## WHAT NEEDS TO BE DONE
Collect each line below that contains the word "skin", treating uppercase and lowercase letters as different.

## MATERIAL SHOWN
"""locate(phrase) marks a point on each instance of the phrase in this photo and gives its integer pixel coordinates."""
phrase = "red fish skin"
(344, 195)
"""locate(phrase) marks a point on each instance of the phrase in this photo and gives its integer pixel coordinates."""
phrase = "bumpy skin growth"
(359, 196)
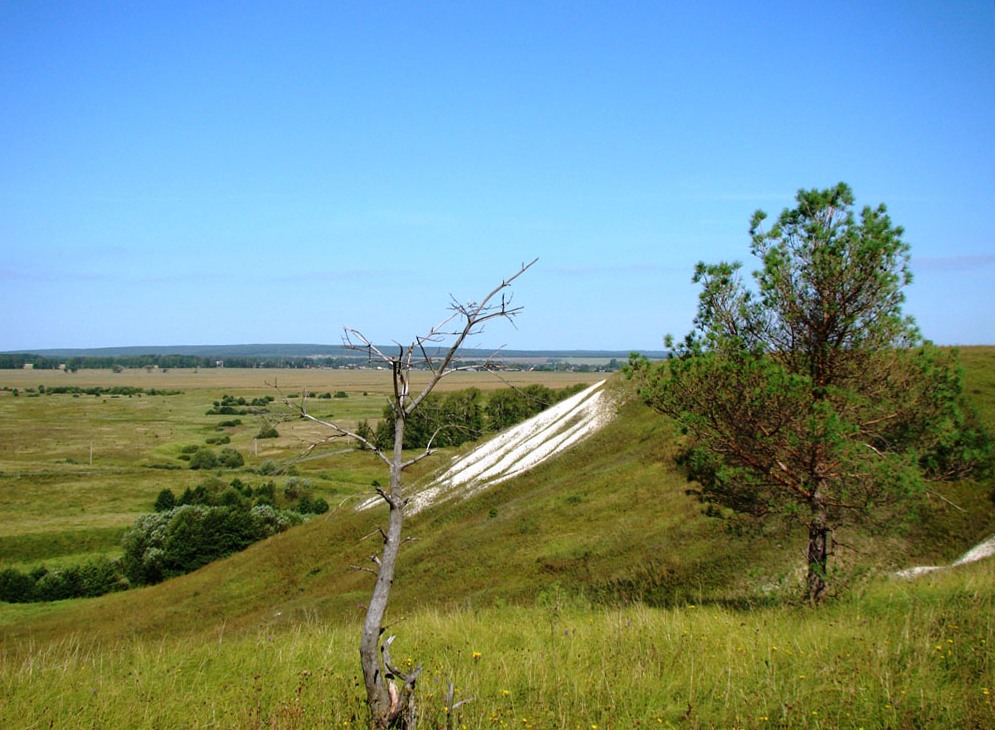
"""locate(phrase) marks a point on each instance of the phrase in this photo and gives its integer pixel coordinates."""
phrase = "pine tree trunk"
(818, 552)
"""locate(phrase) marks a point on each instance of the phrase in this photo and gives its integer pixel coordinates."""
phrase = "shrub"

## SOLUTION FOR THIS EXERCISE
phrase = "red fish skin"
phrase = "bumpy skin growth"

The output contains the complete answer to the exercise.